§ **Written instruction**
Render all of the data below as a JSON array of strings, one string per line, and omit any blank lines.

Records of labeled points
════════════════════
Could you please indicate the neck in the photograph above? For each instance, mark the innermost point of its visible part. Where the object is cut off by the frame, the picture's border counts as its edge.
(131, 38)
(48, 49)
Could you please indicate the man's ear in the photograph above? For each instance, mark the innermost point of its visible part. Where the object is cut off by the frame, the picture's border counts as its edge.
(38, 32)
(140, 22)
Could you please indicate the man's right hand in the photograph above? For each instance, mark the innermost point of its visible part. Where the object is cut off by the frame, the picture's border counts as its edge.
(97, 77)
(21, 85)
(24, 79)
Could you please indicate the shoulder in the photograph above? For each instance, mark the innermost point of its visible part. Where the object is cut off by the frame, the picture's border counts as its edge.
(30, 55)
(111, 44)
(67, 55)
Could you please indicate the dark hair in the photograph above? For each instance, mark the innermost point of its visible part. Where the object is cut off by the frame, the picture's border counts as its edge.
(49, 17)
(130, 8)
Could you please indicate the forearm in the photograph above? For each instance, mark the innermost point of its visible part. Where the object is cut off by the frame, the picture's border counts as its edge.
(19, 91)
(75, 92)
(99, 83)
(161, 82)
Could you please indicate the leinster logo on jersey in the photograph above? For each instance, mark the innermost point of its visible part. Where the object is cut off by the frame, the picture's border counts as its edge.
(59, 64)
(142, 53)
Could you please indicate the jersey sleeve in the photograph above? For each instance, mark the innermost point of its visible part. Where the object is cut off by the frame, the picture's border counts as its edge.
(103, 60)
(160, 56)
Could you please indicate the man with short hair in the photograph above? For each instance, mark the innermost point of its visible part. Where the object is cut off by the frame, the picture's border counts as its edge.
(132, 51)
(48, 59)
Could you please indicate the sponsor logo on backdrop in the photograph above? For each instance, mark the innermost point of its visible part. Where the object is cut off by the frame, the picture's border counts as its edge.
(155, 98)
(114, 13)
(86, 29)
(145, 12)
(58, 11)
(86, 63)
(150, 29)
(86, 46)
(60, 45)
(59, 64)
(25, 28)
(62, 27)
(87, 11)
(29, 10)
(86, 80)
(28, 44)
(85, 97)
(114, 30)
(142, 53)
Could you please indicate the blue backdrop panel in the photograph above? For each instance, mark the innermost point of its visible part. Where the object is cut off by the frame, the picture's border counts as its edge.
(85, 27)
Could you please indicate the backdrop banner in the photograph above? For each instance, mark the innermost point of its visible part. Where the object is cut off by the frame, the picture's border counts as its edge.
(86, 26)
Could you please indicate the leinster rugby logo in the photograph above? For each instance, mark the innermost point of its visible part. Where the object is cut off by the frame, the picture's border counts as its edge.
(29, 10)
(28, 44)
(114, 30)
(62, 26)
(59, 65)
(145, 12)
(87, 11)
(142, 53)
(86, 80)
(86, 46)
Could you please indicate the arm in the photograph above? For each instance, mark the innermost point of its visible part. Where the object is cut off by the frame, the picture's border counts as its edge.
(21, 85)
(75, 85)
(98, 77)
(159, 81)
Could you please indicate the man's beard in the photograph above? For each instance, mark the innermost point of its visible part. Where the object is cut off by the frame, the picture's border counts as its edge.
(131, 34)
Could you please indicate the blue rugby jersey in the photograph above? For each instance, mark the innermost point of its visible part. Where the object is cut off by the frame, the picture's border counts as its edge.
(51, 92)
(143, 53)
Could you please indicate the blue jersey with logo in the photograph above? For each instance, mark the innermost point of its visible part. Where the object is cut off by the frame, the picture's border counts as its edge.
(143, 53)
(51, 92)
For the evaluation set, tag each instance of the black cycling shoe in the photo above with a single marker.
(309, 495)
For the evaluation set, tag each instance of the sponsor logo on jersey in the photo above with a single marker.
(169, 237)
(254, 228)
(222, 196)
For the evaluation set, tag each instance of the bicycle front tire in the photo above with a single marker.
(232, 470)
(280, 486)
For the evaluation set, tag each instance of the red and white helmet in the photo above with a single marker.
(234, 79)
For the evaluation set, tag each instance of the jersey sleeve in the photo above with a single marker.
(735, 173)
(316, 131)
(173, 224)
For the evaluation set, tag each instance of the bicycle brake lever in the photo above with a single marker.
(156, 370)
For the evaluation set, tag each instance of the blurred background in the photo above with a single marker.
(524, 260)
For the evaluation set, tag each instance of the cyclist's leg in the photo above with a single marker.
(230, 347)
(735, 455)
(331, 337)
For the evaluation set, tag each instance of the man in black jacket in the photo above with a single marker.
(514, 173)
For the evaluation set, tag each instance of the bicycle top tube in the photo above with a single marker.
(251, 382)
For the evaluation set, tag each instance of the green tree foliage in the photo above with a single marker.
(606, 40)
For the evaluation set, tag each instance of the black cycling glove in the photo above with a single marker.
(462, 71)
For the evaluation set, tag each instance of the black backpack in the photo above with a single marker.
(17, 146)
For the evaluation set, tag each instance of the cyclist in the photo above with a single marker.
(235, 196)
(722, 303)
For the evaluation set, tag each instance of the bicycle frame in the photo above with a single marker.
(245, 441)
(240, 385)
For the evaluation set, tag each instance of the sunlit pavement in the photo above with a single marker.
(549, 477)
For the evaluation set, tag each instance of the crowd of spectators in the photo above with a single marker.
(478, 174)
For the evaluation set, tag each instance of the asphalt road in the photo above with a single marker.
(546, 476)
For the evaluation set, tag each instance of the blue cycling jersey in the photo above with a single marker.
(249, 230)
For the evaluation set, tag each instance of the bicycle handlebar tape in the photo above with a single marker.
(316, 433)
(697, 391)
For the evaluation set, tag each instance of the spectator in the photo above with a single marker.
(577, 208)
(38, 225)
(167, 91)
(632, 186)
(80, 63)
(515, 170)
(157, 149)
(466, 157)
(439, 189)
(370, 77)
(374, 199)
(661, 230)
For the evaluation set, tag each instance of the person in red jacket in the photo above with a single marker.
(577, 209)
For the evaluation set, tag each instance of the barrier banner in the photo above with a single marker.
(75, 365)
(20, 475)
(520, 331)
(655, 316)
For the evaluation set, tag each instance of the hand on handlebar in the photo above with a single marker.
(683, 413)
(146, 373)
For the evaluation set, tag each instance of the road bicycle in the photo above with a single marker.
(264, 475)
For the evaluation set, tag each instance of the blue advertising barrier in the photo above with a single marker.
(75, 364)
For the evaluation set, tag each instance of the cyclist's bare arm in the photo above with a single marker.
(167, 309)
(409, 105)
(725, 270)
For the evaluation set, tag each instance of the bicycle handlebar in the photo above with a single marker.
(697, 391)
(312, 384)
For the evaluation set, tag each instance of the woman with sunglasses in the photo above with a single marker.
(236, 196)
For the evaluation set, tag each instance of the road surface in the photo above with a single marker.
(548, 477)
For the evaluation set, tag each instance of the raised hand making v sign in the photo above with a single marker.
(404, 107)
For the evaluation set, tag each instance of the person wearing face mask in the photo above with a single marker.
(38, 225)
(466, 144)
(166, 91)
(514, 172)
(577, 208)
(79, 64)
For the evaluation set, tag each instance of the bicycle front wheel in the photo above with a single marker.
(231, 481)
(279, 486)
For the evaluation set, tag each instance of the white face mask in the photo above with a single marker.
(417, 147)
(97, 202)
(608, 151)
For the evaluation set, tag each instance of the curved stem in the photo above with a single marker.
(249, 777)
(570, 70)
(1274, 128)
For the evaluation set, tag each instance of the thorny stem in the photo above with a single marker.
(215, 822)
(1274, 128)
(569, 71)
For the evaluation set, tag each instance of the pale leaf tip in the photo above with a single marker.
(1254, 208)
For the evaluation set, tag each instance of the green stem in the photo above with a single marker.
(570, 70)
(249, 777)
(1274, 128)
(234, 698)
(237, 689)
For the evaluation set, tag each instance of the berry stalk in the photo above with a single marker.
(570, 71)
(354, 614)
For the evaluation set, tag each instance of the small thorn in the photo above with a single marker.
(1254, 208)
════════════════════
§ **Response**
[
  "Could you please indicate the neck in the photograph above? For each instance, mark the innermost point of its visible part. Where the object is cut off by the frame, the picture's border counts as its edge.",
  "(131, 38)",
  "(48, 49)",
  "Could you please indicate the man's ear in the photograph above? For each instance, mark the innermost point of its visible part. Where the object is cut off by the frame, the picture's border counts as its edge.",
  "(38, 32)",
  "(140, 22)",
  "Could you please indicate the man's right hand in the photograph above? For each instance, mark the innermost point of its visible part. Where the object is cut off by the frame, the picture's border counts as its edge.",
  "(97, 77)",
  "(21, 85)",
  "(24, 79)",
  "Could you please indicate the shoulder in the photograph above? For each instance, mark the innermost point of its visible part. Where the object is cut off by the frame, the picture's border counts as its edge.",
  "(30, 55)",
  "(111, 44)",
  "(67, 55)",
  "Could you please indicate the dark hair in the photograph above? For each instance, mark the innermost point of its visible part. Where the object is cut off by the frame, the picture's border counts as its edge.",
  "(49, 17)",
  "(130, 8)",
  "Could you please indicate the forearm in the photograph above? For each instance, mark the innermost point of its visible part. Where the object is cut off by the frame, the picture's border counts as its edge.",
  "(19, 91)",
  "(75, 92)",
  "(99, 83)",
  "(161, 82)",
  "Could you please indicate the leinster logo on jersey in the photograph above? For each instance, mark the innermost point of its visible part. Where the object is cut off by the frame, the picture's border counts as its edge.",
  "(59, 64)",
  "(142, 53)",
  "Could you please indicate the jersey sleeve in the photograph above? For each instance, mark the innermost point of its visible part. Where the object is cut off by the frame, the picture's border counts as its edge.",
  "(103, 60)",
  "(160, 56)",
  "Could you please indicate the man with short hair in the photograph above? For each instance, mark the innermost point of its visible part. Where the object is cut off by the frame, the picture's border counts as its edge.",
  "(132, 51)",
  "(48, 59)",
  "Could you please indicate the sponsor logo on backdrop in the photograph above? For each instance, mark the innermost point of its visible part. Where the object is cut off by the frame, the picture's border counts as its edge.",
  "(155, 98)",
  "(114, 13)",
  "(86, 29)",
  "(145, 12)",
  "(58, 11)",
  "(86, 63)",
  "(150, 29)",
  "(86, 46)",
  "(60, 45)",
  "(59, 64)",
  "(25, 28)",
  "(62, 27)",
  "(87, 11)",
  "(29, 10)",
  "(86, 80)",
  "(28, 44)",
  "(85, 97)",
  "(114, 30)",
  "(142, 53)",
  "Could you please indicate the blue backdrop panel in the photograph above? For each instance, mark the innermost point of its visible part. Where the object is cut off by the frame, the picture's border counts as its edge.",
  "(85, 27)",
  "Could you please indicate the backdrop banner in the photograph above? For each instance, mark the innermost point of its visible part. Where the object is cut off by the frame, the picture's border counts as its edge.",
  "(86, 26)",
  "Could you please indicate the leinster rugby logo in the photograph above? For each instance, mark the innermost point of its visible part. Where the object is cut off by the frame, the picture's border counts as its edge.",
  "(29, 10)",
  "(28, 44)",
  "(114, 30)",
  "(62, 26)",
  "(59, 65)",
  "(145, 12)",
  "(87, 11)",
  "(142, 53)",
  "(86, 80)",
  "(86, 46)",
  "Could you please indicate the arm in the photograph above? For each instance, mark the innermost point of its visible part. Where the object is cut off by the frame, the picture's border counts as its edge.",
  "(21, 85)",
  "(75, 85)",
  "(98, 77)",
  "(159, 81)",
  "Could you please indicate the man's beard in the photograph above? For each instance, mark the innermost point of its visible part. Where the object is cut off by the frame, the picture's border counts as its edge.",
  "(131, 34)",
  "Could you please indicate the blue rugby jersey in the photograph above? For each instance, mark the innermost point of its visible part. Where the object is cut off by the frame, the picture's border counts as its edge.",
  "(51, 92)",
  "(143, 53)",
  "Could you please indicate the blue jersey with logo in the photograph above? For each instance, mark the innermost point of its visible part. Where the object is cut off by the frame, the picture's border counts as its edge.",
  "(143, 53)",
  "(51, 92)",
  "For the evaluation set, tag each instance of the black cycling shoe in the photo above with a single marker.",
  "(309, 495)",
  "For the evaluation set, tag each instance of the sponsor logo on jersey in the photo above with a single marker.",
  "(169, 237)",
  "(254, 228)",
  "(222, 196)",
  "For the evaluation set, tag each instance of the bicycle front tire in the photo above with a single marker.",
  "(232, 470)",
  "(280, 486)",
  "For the evaluation set, tag each instance of the red and white helmet in the photo above with a single marker.",
  "(234, 79)",
  "For the evaluation set, tag each instance of the jersey sleeve in the photo above with a single marker.",
  "(735, 173)",
  "(316, 131)",
  "(173, 224)",
  "For the evaluation set, tag each instance of the bicycle brake lever in the photo above with a single marker.",
  "(156, 370)",
  "For the evaluation set, tag each instance of the blurred background in the photo above with a single marker.",
  "(524, 260)",
  "For the evaluation set, tag each instance of the cyclist's leg in the photo above with a single marker.",
  "(230, 347)",
  "(735, 455)",
  "(331, 337)",
  "For the evaluation set, tag each instance of the man in black jacket in the photo above with a single marker.",
  "(514, 173)",
  "For the evaluation set, tag each instance of the bicycle top tube in the photo above with a single marker.",
  "(251, 382)",
  "For the evaluation set, tag each instance of the green tree foliage in the photo above with a single marker.",
  "(606, 40)",
  "For the evaluation set, tag each instance of the black cycling glove in the photo above with a single marker.",
  "(462, 71)",
  "For the evaluation set, tag each instance of the black backpack in the photo above with a single marker.",
  "(17, 146)",
  "For the evaluation set, tag each instance of the cyclist in the photo above with a single marker.",
  "(235, 196)",
  "(722, 303)",
  "For the evaluation set, tag each instance of the bicycle frame in the photo above with a single marker.",
  "(245, 441)",
  "(240, 385)",
  "For the evaluation set, tag each instance of the sunlit pavement in the photo above with a single marker.",
  "(549, 477)",
  "For the evaluation set, tag each instance of the crowd of spectators in the photo above with a single marker.",
  "(478, 174)",
  "For the evaluation set, tag each instance of the asphalt road in the photo above with a single marker.",
  "(546, 476)",
  "For the evaluation set, tag each instance of the blue cycling jersey in the photo above with a single marker.",
  "(249, 230)",
  "For the evaluation set, tag each instance of the bicycle handlebar tape in the photo above with a single marker.",
  "(316, 433)",
  "(697, 391)",
  "For the evaluation set, tag each instance of the spectator in the photo above with a single marker.",
  "(577, 208)",
  "(38, 225)",
  "(167, 91)",
  "(632, 186)",
  "(80, 63)",
  "(515, 170)",
  "(157, 149)",
  "(466, 157)",
  "(439, 189)",
  "(370, 77)",
  "(374, 199)",
  "(661, 230)",
  "For the evaluation set, tag each instance of the person in red jacket in the photo above with a single marker.",
  "(577, 209)",
  "For the evaluation set, tag each instance of the barrier banner in the photo above with a single marker.",
  "(75, 365)",
  "(20, 475)",
  "(520, 331)",
  "(655, 316)",
  "For the evaluation set, tag each instance of the hand on handlebar in the photo above with a single marker.",
  "(683, 413)",
  "(146, 373)",
  "For the evaluation set, tag each instance of the road bicycle in the photo above with a single marker.",
  "(264, 475)",
  "For the evaluation set, tag each instance of the blue advertising barrier in the photo above with a single marker.",
  "(75, 364)",
  "For the evaluation set, tag each instance of the cyclist's bare arm in the photo above with a single marker.",
  "(167, 309)",
  "(409, 105)",
  "(725, 270)",
  "For the evaluation set, tag each instance of the bicycle handlebar in the photo above with a single marker.",
  "(697, 391)",
  "(312, 384)",
  "For the evaluation set, tag each instance of the woman with sunglasses in the photo above with a single marker.",
  "(236, 196)",
  "For the evaluation set, tag each instance of the road surface in the photo above with a single marker.",
  "(548, 477)",
  "For the evaluation set, tag each instance of the raised hand making v sign in the photo above with a single marker.",
  "(404, 107)",
  "For the evaluation set, tag each instance of the person wearing face mask in the photo above with a single marker.",
  "(38, 225)",
  "(466, 144)",
  "(166, 91)",
  "(514, 172)",
  "(577, 208)",
  "(79, 64)",
  "For the evaluation set, tag each instance of the bicycle front wheel in the photo above with a single marker.",
  "(231, 481)",
  "(279, 486)",
  "For the evaluation set, tag each instance of the white face mask in the photo above with a single marker.",
  "(417, 147)",
  "(97, 202)",
  "(608, 151)",
  "For the evaluation set, tag each instance of the curved stem in the photo above with a single marker.",
  "(249, 777)",
  "(570, 70)",
  "(1274, 128)",
  "For the evaluation set, tag each instance of the thorny stem in the photo above with a single marker.",
  "(215, 822)",
  "(1274, 128)",
  "(569, 71)",
  "For the evaluation set, tag each instance of the pale leaf tip in the photo above with a single marker.",
  "(1254, 208)",
  "For the evaluation set, tag each instance of the green stem in the photo above with a single marker.",
  "(570, 70)",
  "(249, 777)",
  "(1274, 128)",
  "(234, 698)",
  "(237, 689)",
  "For the evaluation set, tag each instance of the berry stalk in the photo above with a single marker.",
  "(570, 71)",
  "(354, 614)",
  "For the evaluation set, tag each instance of the small thorn in the photo above with a single marker.",
  "(1254, 208)"
]